- **Work to do**:
Please copy every line of the data, starting at its first line and ending with the line containing "M 554 2 L 7", and offset each coordinate in the answers by adding 4 to it.

## begin Material provided

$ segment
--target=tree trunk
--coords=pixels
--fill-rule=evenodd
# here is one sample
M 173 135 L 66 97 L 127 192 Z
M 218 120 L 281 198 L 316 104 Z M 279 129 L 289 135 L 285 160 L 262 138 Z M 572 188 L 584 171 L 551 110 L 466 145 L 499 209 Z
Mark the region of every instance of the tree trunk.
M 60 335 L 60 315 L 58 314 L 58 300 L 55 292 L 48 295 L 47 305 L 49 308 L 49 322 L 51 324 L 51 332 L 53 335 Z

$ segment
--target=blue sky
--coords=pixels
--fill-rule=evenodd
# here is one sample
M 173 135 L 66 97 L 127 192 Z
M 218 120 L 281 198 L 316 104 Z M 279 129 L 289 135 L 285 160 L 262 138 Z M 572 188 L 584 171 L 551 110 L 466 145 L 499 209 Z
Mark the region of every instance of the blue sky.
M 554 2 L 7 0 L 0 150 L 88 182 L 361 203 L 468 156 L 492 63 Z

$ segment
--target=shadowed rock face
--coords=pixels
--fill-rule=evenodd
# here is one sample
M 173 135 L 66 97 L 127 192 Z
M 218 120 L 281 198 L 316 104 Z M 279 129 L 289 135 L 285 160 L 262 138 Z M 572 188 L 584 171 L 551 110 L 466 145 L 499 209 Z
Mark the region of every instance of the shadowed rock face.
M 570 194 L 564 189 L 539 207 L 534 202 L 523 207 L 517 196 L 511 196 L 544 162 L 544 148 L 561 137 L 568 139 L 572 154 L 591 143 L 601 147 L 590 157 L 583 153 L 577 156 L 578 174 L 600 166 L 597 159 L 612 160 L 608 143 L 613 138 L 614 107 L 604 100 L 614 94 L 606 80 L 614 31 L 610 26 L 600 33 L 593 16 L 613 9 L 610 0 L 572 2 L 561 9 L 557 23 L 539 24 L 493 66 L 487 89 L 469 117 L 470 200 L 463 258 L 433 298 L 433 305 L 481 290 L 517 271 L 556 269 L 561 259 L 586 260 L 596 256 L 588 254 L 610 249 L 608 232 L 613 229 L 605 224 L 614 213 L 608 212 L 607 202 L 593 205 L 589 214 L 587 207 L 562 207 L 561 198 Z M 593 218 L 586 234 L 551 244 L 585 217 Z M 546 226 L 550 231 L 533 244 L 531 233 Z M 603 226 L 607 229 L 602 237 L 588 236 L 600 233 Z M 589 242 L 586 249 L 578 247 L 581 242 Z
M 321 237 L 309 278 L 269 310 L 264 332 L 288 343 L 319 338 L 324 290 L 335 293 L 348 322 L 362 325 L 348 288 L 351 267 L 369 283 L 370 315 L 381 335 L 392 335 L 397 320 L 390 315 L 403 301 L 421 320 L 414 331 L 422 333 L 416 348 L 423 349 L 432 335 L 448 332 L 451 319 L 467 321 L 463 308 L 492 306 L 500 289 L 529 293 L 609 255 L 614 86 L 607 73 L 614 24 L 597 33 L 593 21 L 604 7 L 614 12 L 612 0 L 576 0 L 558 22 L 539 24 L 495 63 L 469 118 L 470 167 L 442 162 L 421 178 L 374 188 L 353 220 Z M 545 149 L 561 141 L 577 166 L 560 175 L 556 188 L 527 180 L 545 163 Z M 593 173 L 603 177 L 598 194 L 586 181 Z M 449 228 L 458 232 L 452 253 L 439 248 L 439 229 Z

## end Material provided

- **Output below**:
$ segment
--target=tree trunk
--coords=pixels
--fill-rule=evenodd
# here is one sample
M 173 135 L 66 97 L 127 192 Z
M 218 120 L 281 198 L 316 104 Z M 279 129 L 289 135 L 285 160 L 262 138 Z M 572 188 L 584 171 L 551 110 L 466 145 L 499 209 Z
Mark the region of every instance of the tree trunk.
M 64 339 L 64 319 L 62 318 L 62 304 L 59 296 L 52 299 L 51 309 L 53 312 L 53 326 L 55 328 L 55 336 L 57 339 Z

$ segment
--target=blue sky
--coords=pixels
--fill-rule=evenodd
# here is one sample
M 173 135 L 66 97 L 127 192 Z
M 218 120 L 281 198 L 316 104 Z M 279 129 L 289 135 L 285 160 L 262 138 Z M 572 188 L 584 171 L 551 110 L 466 145 L 499 209 Z
Mark the region of every instance of the blue sky.
M 558 6 L 11 4 L 4 154 L 92 186 L 365 207 L 472 160 L 496 67 Z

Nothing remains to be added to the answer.